** Start Listing **

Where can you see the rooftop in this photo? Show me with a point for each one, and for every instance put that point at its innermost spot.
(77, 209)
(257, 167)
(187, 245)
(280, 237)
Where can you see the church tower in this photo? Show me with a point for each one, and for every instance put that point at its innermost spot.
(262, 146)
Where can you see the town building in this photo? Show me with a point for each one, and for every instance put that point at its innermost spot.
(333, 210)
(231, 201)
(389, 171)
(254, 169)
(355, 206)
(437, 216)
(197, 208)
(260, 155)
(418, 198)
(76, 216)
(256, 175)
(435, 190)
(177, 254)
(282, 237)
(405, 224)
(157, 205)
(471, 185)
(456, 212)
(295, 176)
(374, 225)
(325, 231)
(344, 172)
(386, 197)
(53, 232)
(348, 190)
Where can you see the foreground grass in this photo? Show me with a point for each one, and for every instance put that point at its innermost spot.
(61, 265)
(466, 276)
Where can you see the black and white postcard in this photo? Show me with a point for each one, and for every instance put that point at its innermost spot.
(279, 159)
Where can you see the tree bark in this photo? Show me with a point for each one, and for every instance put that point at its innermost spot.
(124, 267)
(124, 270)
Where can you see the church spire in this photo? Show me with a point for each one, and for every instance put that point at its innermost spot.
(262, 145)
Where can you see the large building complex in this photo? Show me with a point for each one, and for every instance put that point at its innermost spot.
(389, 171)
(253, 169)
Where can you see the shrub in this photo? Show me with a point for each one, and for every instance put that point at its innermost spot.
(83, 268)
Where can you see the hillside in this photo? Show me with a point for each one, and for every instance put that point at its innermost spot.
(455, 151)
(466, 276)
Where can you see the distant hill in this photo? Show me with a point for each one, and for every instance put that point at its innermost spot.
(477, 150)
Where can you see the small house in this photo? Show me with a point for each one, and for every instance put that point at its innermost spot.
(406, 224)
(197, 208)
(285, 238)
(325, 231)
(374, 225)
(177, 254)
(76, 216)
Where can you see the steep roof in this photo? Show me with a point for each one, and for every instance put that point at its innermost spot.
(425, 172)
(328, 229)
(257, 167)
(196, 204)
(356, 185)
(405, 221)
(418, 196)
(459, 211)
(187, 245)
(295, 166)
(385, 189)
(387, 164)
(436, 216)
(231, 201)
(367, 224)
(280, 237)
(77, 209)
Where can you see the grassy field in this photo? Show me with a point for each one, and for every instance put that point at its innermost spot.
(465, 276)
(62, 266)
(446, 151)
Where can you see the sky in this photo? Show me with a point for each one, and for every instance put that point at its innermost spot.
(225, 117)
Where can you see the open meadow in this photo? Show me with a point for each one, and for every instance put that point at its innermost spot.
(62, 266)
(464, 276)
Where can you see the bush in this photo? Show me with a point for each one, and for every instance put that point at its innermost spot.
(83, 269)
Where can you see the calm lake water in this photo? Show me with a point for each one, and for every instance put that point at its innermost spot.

** End Listing **

[Short problem] Express all of the data above as a JSON list of strings, with one string for each line and no blank lines.

[Completed exercise]
[
  "Where can you see the rooftop in this photo? Show me with a point for each one, and for every instance put that point at its innermost spot.",
  "(77, 209)",
  "(257, 167)",
  "(187, 245)",
  "(280, 237)",
  "Where can you see the church tower in this photo? Show me with a point for each one, and for every instance put that point at its innermost spot.",
  "(262, 146)",
  "Where can you see the town building in this photo? Show me with a point for each one, and for every instance put that point at its innermost spot.",
  "(333, 210)",
  "(231, 201)",
  "(389, 171)",
  "(254, 169)",
  "(355, 206)",
  "(437, 216)",
  "(197, 208)",
  "(260, 155)",
  "(418, 198)",
  "(76, 216)",
  "(256, 175)",
  "(435, 190)",
  "(177, 254)",
  "(282, 237)",
  "(405, 224)",
  "(157, 205)",
  "(471, 185)",
  "(456, 212)",
  "(295, 176)",
  "(374, 225)",
  "(325, 231)",
  "(344, 172)",
  "(386, 197)",
  "(53, 232)",
  "(348, 190)",
  "Where can you see the foreground grass in this photo? Show me with a point for each one, and for every instance put that point at its innermost spot.",
  "(61, 265)",
  "(466, 276)",
  "Where can you see the black and white postcard in this photo? Show me with a point for each one, and for every instance put that point at its innermost spot.",
  "(279, 159)",
  "Where can you see the tree bark in this photo? Show me with a point for each one, and for every instance put that point at its innermost spot.",
  "(124, 267)",
  "(124, 270)",
  "Where can you see the church spire in this photo? Show me with a point for each one, and for every instance put that point at its innermost spot.",
  "(262, 145)",
  "Where can you see the large building complex in this photo? Show me with a point for each one, and for every instance put that point at its innermost spot.",
  "(389, 171)",
  "(253, 169)",
  "Where can you see the shrub in this photo? Show me with a point for each one, and for every instance put that point at its innermost spot.",
  "(83, 268)",
  "Where can you see the hillside in this photo? Show me with a point for each one, and for every instance put that point at its innermost spot.",
  "(455, 151)",
  "(466, 276)",
  "Where can you see the distant hill in this photo? Show me with a point for each one, and for every instance put that point at its innermost spot.",
  "(477, 150)",
  "Where can you see the small house in this photo? Show me with a point for each one, and for every instance put that point at its innermost spot.",
  "(406, 224)",
  "(197, 208)",
  "(285, 238)",
  "(325, 231)",
  "(374, 225)",
  "(177, 254)",
  "(76, 216)",
  "Where can you see the steep roof in this photo? Show me with a point for each one, and for every instance put that point at its innermost spot.",
  "(425, 172)",
  "(328, 229)",
  "(257, 167)",
  "(196, 204)",
  "(356, 185)",
  "(405, 221)",
  "(418, 196)",
  "(459, 211)",
  "(187, 245)",
  "(295, 166)",
  "(385, 189)",
  "(387, 164)",
  "(436, 216)",
  "(231, 201)",
  "(367, 224)",
  "(280, 237)",
  "(77, 209)",
  "Where can you see the grassy field in this photo? Show me with a point for each one, and for every instance put that point at its innermost spot.",
  "(465, 276)",
  "(62, 266)",
  "(446, 151)",
  "Where can you see the sky in this photo? Show me with a point for each one, and for every instance put that point at its innermost spot.",
  "(225, 117)",
  "Where can you see the open meadow in this photo? Show me with a point for each one, and for every instance put that point at its innermost spot.",
  "(62, 266)",
  "(464, 276)",
  "Where can you see the bush in this photo? Show me with a point for each one, and for every instance put that point at its innermost spot.",
  "(83, 269)",
  "Where can you see the calm lake water in this photo? Show me with a point for each one, and for every instance put that point at its innermost spot."
]